--- Data to process ---
+---+

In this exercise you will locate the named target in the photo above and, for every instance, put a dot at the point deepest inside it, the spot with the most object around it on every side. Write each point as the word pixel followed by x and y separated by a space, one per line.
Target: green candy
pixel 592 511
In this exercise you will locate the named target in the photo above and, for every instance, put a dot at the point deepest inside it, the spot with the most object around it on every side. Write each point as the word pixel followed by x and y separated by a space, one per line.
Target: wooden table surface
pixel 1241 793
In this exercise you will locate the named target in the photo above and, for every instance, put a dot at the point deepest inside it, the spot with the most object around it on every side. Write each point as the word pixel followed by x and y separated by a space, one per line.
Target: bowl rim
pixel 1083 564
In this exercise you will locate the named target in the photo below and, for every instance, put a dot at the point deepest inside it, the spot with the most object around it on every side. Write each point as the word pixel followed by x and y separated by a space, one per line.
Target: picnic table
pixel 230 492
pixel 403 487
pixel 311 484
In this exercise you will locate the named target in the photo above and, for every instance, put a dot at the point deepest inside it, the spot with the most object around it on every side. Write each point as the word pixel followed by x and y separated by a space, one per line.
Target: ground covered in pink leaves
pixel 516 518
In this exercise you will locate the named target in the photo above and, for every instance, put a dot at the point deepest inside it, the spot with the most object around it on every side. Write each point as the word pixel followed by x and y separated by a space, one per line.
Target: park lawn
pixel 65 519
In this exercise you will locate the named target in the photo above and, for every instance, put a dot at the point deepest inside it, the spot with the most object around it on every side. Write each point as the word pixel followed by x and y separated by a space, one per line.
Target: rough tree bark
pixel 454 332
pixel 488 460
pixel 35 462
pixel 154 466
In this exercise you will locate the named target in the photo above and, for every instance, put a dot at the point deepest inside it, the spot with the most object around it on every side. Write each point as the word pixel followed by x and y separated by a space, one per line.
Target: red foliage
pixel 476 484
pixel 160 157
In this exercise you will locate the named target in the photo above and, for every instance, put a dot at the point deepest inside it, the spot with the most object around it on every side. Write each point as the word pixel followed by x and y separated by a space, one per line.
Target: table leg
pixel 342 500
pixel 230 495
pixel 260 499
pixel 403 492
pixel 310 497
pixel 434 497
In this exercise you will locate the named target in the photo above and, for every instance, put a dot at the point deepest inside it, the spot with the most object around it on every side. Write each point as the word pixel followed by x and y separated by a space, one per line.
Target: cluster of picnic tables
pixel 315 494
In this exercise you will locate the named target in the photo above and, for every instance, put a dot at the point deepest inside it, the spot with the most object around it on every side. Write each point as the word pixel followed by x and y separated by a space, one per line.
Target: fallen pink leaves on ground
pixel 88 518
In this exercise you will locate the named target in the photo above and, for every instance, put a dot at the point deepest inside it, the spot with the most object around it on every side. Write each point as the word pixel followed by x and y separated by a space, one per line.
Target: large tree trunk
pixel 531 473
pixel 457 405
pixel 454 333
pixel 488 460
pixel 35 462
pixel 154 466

+---+

--- Task objective ---
Quote every one of the lines above verbatim, without altering any word or character.

--- Response to this exercise ---
In this exercise you will locate the named target in the photo above and, for every instance, put a dot at the point deepest inside it, the spot with the most object around it on every side. Write each point as the word pixel followed by x and y separated by a space, one per line.
Target: green candy
pixel 592 511
In this exercise you will locate the named target in the photo above and, for every instance, put a dot at the point deepest inside it, the spot with the most object around it on every side. Write each point as the word pixel followed by x and y separated by a space, one per line.
Target: wooden table surface
pixel 1241 793
In this exercise you will locate the named target in the photo above and, for every instance, put a dot at the point deepest inside it, the spot with the most object around it on every side. Write each point as the word pixel followed by x and y separated by a space, one per line.
Target: bowl rim
pixel 1083 564
In this exercise you will locate the named target in the photo below and, for every instance, put a dot at the point deepest inside it, the spot with the most object around it on every side. Write each point as the word pixel followed by x and y separated by a space, one per line.
Target: picnic table
pixel 230 492
pixel 403 487
pixel 311 484
In this exercise you will locate the named target in the photo above and, for every instance, put a dot at the point deepest inside it, the spot with the most object around it on every side. Write each point as the word pixel followed by x and y separated by a space, one per line.
Target: ground covered in pink leaves
pixel 516 518
In this exercise you will locate the named target in the photo above and, for every instance, put a dot at the point deepest inside it, the spot with the most object around it on every side. Write each point as the word pixel followed by x and y separated by a space, one per line.
Target: park lawn
pixel 65 519
In this exercise you will locate the named target in the photo above and, for every instance, put a dot at the point deepest inside it, the spot with the most object around it on every side. Write each point as the word pixel followed by x and y separated by a space, one per line.
Target: rough tree bark
pixel 454 332
pixel 488 460
pixel 35 462
pixel 154 466
In this exercise you will locate the named target in the photo above and, for every instance, put a dot at the point deepest inside it, the spot with the most object around it on every side. Write each point as the word pixel followed by x and y separated by a space, one per line.
Target: red foliage
pixel 476 484
pixel 160 157
In this exercise you will locate the named target in the photo above and, for every instance, put a dot at the point deepest inside it, the spot with the most object around it on every side. Write each point as the word pixel followed by x and y separated by a space, one per line.
Target: table leg
pixel 342 500
pixel 230 495
pixel 260 499
pixel 403 492
pixel 310 497
pixel 434 497
In this exercise you will locate the named target in the photo above and, for every instance, put a dot at the point deepest inside it, the spot with the most object around it on every side. Write each point as the word pixel followed by x and y separated by a space, one per line.
Target: cluster of picnic tables
pixel 315 494
In this exercise you will locate the named target in the photo above and, for every instance, put a dot at the point deepest inside it, the spot with the most object around it on every side. Write each point as the word pixel followed by x and y separated by a space, one per line.
Target: fallen pink leaves on ground
pixel 88 518
In this exercise you will locate the named target in the photo above and, for every instance, put a dot at the point deepest inside it, the spot with the most object around it on every side. Write each point as the word pixel followed by x and y separated by a space, one per line.
Target: large tree trunk
pixel 531 473
pixel 457 405
pixel 454 333
pixel 488 460
pixel 35 462
pixel 154 466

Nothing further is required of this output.